* _PROBLEM TO WORK ON_
Copy every row below character for character, without changing anything.

* _DATASET EXTRACT_
------
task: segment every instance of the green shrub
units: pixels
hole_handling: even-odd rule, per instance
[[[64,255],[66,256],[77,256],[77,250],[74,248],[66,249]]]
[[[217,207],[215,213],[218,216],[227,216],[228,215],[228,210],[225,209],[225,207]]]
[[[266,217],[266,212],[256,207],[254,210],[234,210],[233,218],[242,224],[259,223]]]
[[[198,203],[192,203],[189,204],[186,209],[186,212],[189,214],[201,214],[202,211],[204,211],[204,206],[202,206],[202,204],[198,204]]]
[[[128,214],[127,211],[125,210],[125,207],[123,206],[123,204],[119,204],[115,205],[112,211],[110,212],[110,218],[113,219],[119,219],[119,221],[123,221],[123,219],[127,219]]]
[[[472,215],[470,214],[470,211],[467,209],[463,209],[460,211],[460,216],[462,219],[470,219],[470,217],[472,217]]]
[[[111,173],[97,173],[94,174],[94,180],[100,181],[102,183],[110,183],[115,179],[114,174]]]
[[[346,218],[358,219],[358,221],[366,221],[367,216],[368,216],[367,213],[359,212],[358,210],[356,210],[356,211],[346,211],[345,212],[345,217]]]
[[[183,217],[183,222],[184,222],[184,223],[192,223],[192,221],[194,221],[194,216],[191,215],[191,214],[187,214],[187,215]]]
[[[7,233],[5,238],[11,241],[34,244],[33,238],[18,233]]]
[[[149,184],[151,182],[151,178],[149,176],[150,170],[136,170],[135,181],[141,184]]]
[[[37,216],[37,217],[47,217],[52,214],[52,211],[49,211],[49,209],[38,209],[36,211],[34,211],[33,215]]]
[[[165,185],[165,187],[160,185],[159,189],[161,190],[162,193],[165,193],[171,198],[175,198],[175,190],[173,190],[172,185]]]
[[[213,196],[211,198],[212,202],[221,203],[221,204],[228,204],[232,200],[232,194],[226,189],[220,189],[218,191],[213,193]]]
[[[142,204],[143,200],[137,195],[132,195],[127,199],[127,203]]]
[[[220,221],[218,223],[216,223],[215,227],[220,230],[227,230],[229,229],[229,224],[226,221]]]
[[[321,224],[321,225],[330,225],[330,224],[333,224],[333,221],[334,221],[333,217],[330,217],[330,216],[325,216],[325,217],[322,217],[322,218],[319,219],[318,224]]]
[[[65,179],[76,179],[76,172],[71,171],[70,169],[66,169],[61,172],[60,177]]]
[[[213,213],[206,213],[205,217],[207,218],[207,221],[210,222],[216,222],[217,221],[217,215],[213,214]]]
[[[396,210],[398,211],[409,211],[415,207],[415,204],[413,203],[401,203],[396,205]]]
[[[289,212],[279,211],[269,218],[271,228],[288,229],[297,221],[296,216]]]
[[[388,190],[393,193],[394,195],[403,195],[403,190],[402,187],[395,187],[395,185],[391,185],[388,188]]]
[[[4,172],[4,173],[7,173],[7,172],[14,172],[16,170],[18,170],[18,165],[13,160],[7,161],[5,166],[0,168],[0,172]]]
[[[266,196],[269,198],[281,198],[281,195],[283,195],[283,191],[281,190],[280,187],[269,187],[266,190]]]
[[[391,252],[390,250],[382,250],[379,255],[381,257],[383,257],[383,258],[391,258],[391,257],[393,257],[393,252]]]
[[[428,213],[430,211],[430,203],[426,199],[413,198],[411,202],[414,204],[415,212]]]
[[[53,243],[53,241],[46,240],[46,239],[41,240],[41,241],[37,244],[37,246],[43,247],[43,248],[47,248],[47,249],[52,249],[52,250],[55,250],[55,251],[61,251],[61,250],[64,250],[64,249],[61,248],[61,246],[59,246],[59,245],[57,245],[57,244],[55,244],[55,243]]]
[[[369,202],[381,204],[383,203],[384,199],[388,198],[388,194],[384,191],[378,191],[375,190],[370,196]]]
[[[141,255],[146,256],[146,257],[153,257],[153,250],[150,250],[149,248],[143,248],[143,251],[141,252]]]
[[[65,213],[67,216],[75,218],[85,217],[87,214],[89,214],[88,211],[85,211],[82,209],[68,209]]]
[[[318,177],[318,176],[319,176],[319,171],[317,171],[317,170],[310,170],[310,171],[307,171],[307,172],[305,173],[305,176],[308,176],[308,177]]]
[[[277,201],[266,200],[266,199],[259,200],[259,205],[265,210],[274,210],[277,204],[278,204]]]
------
* _WRITTEN REPLY_
task: segment every instance of the green shrub
units: pixels
hole_handling: even-odd rule, per instance
[[[64,255],[66,256],[77,256],[77,250],[74,248],[66,249]]]
[[[217,207],[215,213],[218,216],[227,216],[228,215],[228,210],[225,209],[225,207]]]
[[[266,217],[266,212],[256,207],[254,210],[234,210],[233,218],[242,224],[259,223]]]
[[[198,203],[192,203],[189,204],[186,209],[186,212],[189,214],[201,214],[202,211],[204,211],[204,206],[202,206],[202,204],[198,204]]]
[[[128,214],[127,211],[125,210],[125,207],[123,206],[123,204],[119,204],[115,205],[112,211],[110,212],[110,218],[113,219],[119,219],[119,221],[123,221],[123,219],[127,219]]]
[[[472,215],[470,214],[470,211],[467,209],[463,209],[460,211],[460,216],[462,219],[470,219],[470,217],[472,217]]]
[[[111,173],[97,173],[94,174],[94,180],[100,181],[102,183],[110,183],[115,179],[114,174]]]
[[[346,218],[358,219],[358,221],[366,221],[367,216],[368,216],[367,213],[359,212],[358,210],[356,210],[356,211],[346,211],[345,212],[345,217]]]
[[[183,217],[183,222],[184,222],[184,223],[192,223],[192,221],[194,221],[194,216],[191,215],[191,214],[187,214],[187,215]]]
[[[7,233],[5,238],[11,241],[34,244],[33,238],[18,233]]]
[[[149,184],[151,182],[151,178],[149,176],[150,170],[136,170],[135,181],[141,184]]]
[[[37,216],[37,217],[47,217],[52,214],[52,211],[49,211],[49,209],[38,209],[36,211],[34,211],[33,215]]]
[[[165,185],[165,187],[160,185],[159,189],[161,190],[162,193],[165,193],[171,198],[175,198],[175,190],[173,190],[172,185]]]
[[[213,196],[211,198],[212,202],[221,203],[221,204],[228,204],[232,200],[232,194],[226,189],[220,189],[218,191],[213,193]]]
[[[142,204],[143,200],[137,195],[132,195],[127,199],[127,203]]]
[[[220,221],[218,223],[216,223],[215,227],[220,230],[227,230],[229,229],[229,224],[226,221]]]
[[[321,224],[321,225],[330,225],[330,224],[333,224],[333,221],[334,221],[333,217],[330,217],[330,216],[325,216],[325,217],[322,217],[322,218],[319,219],[318,224]]]
[[[65,179],[76,179],[76,172],[71,171],[70,169],[66,169],[61,172],[60,177]]]
[[[213,213],[206,213],[205,217],[207,218],[207,221],[210,222],[216,222],[217,221],[217,215],[213,214]]]
[[[396,210],[398,211],[409,211],[415,207],[415,204],[413,203],[401,203],[396,205]]]
[[[289,212],[279,211],[269,218],[271,228],[288,229],[297,221],[296,216]]]
[[[388,190],[393,193],[394,195],[403,195],[403,190],[402,187],[395,187],[395,185],[391,185],[388,188]]]
[[[4,172],[4,173],[7,173],[7,172],[14,172],[16,170],[18,170],[18,165],[13,160],[7,161],[5,166],[0,168],[0,172]]]
[[[266,196],[269,198],[281,198],[281,195],[283,195],[283,191],[281,190],[280,187],[269,187],[266,190]]]
[[[391,252],[390,250],[382,250],[379,255],[381,257],[383,257],[383,258],[391,258],[391,257],[393,257],[393,252]]]
[[[428,213],[430,211],[430,203],[426,199],[413,198],[411,202],[414,204],[415,212]]]
[[[53,243],[53,241],[46,240],[46,239],[41,240],[41,241],[37,244],[37,246],[43,247],[43,248],[47,248],[47,249],[52,249],[52,250],[55,250],[55,251],[61,251],[61,250],[64,250],[64,249],[61,248],[61,246],[59,246],[59,245],[57,245],[57,244],[55,244],[55,243]]]
[[[369,202],[381,204],[383,203],[384,199],[388,198],[388,194],[384,191],[378,191],[375,190],[370,196]]]
[[[141,255],[146,256],[146,257],[153,257],[153,250],[150,250],[149,248],[143,248],[143,251],[141,252]]]
[[[65,213],[67,216],[75,218],[85,217],[87,214],[89,214],[88,211],[85,211],[82,209],[68,209]]]
[[[318,177],[318,176],[319,176],[319,171],[317,171],[317,170],[310,170],[310,171],[307,171],[307,172],[305,173],[305,176],[308,176],[308,177]]]
[[[277,201],[266,200],[266,199],[259,200],[259,205],[265,210],[274,210],[277,204],[278,204]]]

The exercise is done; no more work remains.